■ Tarea escrita
Responde con datos del fragmento sobre la religión y el lenguaje científico:
(a) ¿A qué formas hay que atenerse para vivir la religión como algo cotidiano?
(b) ¿Cómo sería un hombre que se refiriese a su entorno ordinario con un lenguaje científico?
(c) Además de Dios, ¿sobre quiénes se habla o piensa de modo no científico, según la comparación final?

■ Fragmento del documento
En la religión, es fundamental preservar este aspecto de la experiencia humana como algo cotidiano. Para poder vivirlo así, tenemos que atenernos a las formas religiosas que nos resultan familiares y no a una serie de afirmaciones científicas abstractas. Un hombre que se refiriese a su entorno ordinario en los términos propios de un lenguaje científico sería insufrible. Si Dios significa algo en nuestras vidas cotidianas, no me parece que debamos sentirnos desleales con la verdad por el hecho de hablar o de pensar en él en términos no científicos, como tampoco por el hecho de hablar o pensar de modo no científico sobre los seres humanos que tenemos a nuestro lado.

■ Listado almacenado
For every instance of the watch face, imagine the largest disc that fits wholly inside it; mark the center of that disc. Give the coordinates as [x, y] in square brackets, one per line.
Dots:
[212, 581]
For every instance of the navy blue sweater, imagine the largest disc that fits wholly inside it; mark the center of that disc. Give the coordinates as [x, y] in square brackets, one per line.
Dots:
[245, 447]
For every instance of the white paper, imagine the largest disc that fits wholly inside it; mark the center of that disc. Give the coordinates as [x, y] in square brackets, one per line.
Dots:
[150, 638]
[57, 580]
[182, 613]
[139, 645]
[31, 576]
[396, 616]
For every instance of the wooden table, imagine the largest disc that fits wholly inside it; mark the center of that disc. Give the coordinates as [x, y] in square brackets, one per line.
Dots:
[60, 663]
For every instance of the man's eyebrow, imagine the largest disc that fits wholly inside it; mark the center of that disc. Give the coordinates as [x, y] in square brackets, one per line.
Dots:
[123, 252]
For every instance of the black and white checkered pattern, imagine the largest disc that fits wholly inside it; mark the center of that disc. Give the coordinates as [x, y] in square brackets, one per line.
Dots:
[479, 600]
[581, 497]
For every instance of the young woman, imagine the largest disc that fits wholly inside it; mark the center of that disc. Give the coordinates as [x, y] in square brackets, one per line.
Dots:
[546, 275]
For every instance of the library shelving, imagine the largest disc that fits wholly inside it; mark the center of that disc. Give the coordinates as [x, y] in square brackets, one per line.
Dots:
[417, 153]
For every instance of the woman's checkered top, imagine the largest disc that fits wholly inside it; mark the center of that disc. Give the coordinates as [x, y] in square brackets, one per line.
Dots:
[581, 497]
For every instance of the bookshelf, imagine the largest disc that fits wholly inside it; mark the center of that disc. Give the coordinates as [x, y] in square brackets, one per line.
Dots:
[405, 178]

■ Solución completa
(a) A las formas religiosas que nos resultan familiares, no a una serie de afirmaciones científicas abstractas.
(b) Sería insufrible.
(c) Sobre los seres humanos que tenemos a nuestro lado.